• **WHAT IS REQUIRED**
Go through the listing and copy every line word for word.

• **TASK MATERIAL**
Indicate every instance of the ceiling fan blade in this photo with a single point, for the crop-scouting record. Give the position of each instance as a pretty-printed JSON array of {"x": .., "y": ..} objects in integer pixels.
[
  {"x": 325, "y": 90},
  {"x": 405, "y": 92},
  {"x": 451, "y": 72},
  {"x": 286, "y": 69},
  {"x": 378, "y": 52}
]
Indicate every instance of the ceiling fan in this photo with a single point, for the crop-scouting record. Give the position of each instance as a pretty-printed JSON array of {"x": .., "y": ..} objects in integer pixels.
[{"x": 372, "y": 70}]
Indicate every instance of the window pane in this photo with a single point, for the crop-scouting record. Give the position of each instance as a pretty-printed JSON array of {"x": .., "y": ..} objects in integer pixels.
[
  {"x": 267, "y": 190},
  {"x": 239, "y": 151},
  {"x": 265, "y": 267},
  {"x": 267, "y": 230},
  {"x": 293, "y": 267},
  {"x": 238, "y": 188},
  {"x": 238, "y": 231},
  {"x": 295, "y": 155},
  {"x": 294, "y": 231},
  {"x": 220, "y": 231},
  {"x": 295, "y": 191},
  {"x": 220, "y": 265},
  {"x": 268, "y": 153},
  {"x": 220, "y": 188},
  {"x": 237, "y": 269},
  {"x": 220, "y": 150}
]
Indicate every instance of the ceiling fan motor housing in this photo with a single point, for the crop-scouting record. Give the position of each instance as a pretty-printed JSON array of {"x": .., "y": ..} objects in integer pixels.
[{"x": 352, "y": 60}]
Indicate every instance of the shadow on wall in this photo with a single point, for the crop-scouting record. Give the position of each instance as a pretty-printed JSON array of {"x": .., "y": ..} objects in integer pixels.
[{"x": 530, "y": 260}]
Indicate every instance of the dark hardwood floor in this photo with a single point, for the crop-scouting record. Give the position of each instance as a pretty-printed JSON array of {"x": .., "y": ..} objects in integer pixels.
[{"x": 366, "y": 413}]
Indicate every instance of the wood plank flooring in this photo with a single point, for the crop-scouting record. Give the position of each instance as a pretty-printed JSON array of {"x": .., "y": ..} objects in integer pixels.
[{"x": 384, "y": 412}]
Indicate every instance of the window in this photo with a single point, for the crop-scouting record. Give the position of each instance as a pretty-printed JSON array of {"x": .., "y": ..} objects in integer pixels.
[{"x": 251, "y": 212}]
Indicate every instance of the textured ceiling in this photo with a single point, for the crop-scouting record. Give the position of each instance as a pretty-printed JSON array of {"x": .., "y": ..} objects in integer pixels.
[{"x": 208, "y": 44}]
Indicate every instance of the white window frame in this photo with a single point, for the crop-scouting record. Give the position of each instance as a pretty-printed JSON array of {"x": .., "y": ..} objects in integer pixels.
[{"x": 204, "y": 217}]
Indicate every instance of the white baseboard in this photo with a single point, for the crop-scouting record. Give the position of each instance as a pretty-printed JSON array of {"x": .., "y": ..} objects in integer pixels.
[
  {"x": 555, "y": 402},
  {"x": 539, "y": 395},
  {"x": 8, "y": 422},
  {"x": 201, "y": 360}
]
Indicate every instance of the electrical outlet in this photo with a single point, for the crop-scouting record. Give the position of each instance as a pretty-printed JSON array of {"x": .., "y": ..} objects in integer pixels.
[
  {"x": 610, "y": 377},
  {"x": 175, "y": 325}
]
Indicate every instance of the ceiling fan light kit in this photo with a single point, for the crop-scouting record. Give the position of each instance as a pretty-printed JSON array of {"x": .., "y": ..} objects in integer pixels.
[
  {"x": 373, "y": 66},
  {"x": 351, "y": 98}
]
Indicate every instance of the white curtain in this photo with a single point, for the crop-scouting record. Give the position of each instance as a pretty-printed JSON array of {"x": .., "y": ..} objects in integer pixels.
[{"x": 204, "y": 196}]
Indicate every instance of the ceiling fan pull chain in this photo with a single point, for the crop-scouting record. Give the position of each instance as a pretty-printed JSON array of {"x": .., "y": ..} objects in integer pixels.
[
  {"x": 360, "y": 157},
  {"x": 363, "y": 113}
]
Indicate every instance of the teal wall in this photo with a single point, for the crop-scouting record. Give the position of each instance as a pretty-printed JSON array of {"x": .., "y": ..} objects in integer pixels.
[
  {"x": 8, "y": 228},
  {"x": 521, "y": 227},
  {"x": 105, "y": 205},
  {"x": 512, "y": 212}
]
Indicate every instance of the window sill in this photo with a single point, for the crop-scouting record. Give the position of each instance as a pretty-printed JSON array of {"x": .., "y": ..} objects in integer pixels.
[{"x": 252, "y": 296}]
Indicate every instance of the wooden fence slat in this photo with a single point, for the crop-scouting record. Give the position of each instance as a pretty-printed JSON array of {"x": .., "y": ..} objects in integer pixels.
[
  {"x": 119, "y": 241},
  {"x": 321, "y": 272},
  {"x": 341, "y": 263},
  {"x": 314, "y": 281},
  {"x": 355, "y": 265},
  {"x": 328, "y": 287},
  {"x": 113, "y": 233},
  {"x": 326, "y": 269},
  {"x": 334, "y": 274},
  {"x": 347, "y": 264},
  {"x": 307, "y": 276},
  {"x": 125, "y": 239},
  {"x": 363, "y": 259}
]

• **EXERCISE RESULT**
Indicate every instance of the ceiling fan blade in this photo with a single point, for the crop-scouting record. Give the position of each instance as a pretty-printed JSON array of {"x": .., "y": ..} objects in integer pixels.
[
  {"x": 325, "y": 90},
  {"x": 405, "y": 92},
  {"x": 451, "y": 72},
  {"x": 286, "y": 69},
  {"x": 378, "y": 52}
]
Indicate every instance of the ceiling fan in this photo with a single point, for the crop-scouting record. Give the position of each instance as a pretty-printed JSON array of {"x": .., "y": ..} objects in integer pixels.
[{"x": 372, "y": 70}]
Indicate every instance of the window pane in this photo with a single point, for the crop-scouting record. Give the position of each instance as a pretty-printed JSON array of {"x": .., "y": ..} objects in integer pixels.
[
  {"x": 267, "y": 190},
  {"x": 239, "y": 151},
  {"x": 265, "y": 267},
  {"x": 267, "y": 230},
  {"x": 293, "y": 267},
  {"x": 238, "y": 188},
  {"x": 238, "y": 231},
  {"x": 295, "y": 155},
  {"x": 294, "y": 231},
  {"x": 220, "y": 231},
  {"x": 295, "y": 191},
  {"x": 220, "y": 265},
  {"x": 268, "y": 153},
  {"x": 220, "y": 188},
  {"x": 237, "y": 269},
  {"x": 220, "y": 150}
]
Indicate every instance of the ceiling fan motor housing in this photo with a single point, for the crop-scouting record. Give the position of each instance as a pretty-printed JSON array of {"x": .., "y": ..} objects in integer pixels.
[{"x": 352, "y": 60}]
Indicate every instance of the shadow on wall in this photo with a single point, for the crop-scouting record. Give the position of each instance as a pretty-printed JSON array of {"x": .., "y": ..} objects in integer pixels.
[{"x": 530, "y": 260}]
Indicate every instance of the dark hardwood floor in this photo with a single point, for the crop-scouting record. Give the position of each instance as a pretty-printed JSON array of {"x": .., "y": ..} objects in integer pixels.
[{"x": 366, "y": 413}]
Indicate every instance of the wood plank flooring in this photo with a single point, for the crop-scouting record. Give the position of each instance as a pretty-printed JSON array of {"x": .., "y": ..} objects in integer pixels.
[{"x": 384, "y": 412}]
Indicate every instance of the window in this photo with a single point, for the crop-scouting record. Give the position of each instance as a pretty-printed JSON array of {"x": .., "y": ..} objects in integer pixels.
[{"x": 251, "y": 212}]
Indicate every instance of the textured ceiling in this photo with a single point, for the crop-scouting record. Give the position of each instance as a pretty-printed JSON array of {"x": .., "y": ..} objects in integer pixels.
[{"x": 208, "y": 44}]
Indicate every instance of the white window frame in this photo with a single point, for the crop-scouting record. Give the position of each instance as a pretty-printed JSON array of {"x": .., "y": ..} objects in integer pixels.
[{"x": 204, "y": 217}]
Indicate every instance of the white baseboard in this photo with a single point, for the crop-scouting record. Give the position of each instance as a pretty-printed JSON array of {"x": .., "y": ..} objects in integer pixels.
[
  {"x": 555, "y": 402},
  {"x": 539, "y": 395},
  {"x": 8, "y": 422},
  {"x": 201, "y": 360}
]
Indicate every instance of the electrical outlet in this photo with a single point, for the crop-scouting record. Give the position of each instance as a pretty-printed JSON array of {"x": .., "y": ..} objects in integer pixels.
[
  {"x": 610, "y": 377},
  {"x": 175, "y": 325}
]
Indicate every instance of the ceiling fan light kit in this photo with a single point, for the crop-scouting record. Give the position of each instance as a pretty-printed JSON array of {"x": .., "y": ..} objects in integer pixels.
[
  {"x": 373, "y": 66},
  {"x": 351, "y": 98}
]
Indicate every instance of the white curtain in this photo with a single point, for the crop-scouting record. Give the position of each instance as a pretty-printed JSON array of {"x": .., "y": ..} objects in integer pixels.
[{"x": 204, "y": 196}]
Indicate every instance of the ceiling fan pull chain in this photo with a single point, for the crop-scouting record. Give the position of each instance as a pretty-printed JSON array of {"x": .., "y": ..} objects in integer pixels.
[
  {"x": 360, "y": 157},
  {"x": 363, "y": 113}
]
Indicate every instance of the teal wall in this photo with a single point, for the crop-scouting record. Give the position of each instance as a pretty-printed JSON array of {"x": .., "y": ..} objects in integer pixels.
[
  {"x": 8, "y": 228},
  {"x": 521, "y": 227},
  {"x": 105, "y": 205},
  {"x": 512, "y": 212}
]
Indicate every instance of the window sill in this photo with a single point, for the crop-scouting record. Give the position of each instance as a pretty-printed JSON array of {"x": .., "y": ..} objects in integer pixels.
[{"x": 252, "y": 296}]
Indicate every instance of the wooden fence slat in this photo with a single point, for the crop-scouting record. Give the position of each instance as a pretty-printed JSON array of {"x": .., "y": ..} objects in integer pixels.
[
  {"x": 119, "y": 241},
  {"x": 321, "y": 272},
  {"x": 341, "y": 263},
  {"x": 314, "y": 281},
  {"x": 355, "y": 265},
  {"x": 328, "y": 287},
  {"x": 113, "y": 233},
  {"x": 326, "y": 269},
  {"x": 334, "y": 274},
  {"x": 347, "y": 264},
  {"x": 307, "y": 276},
  {"x": 125, "y": 239},
  {"x": 363, "y": 259}
]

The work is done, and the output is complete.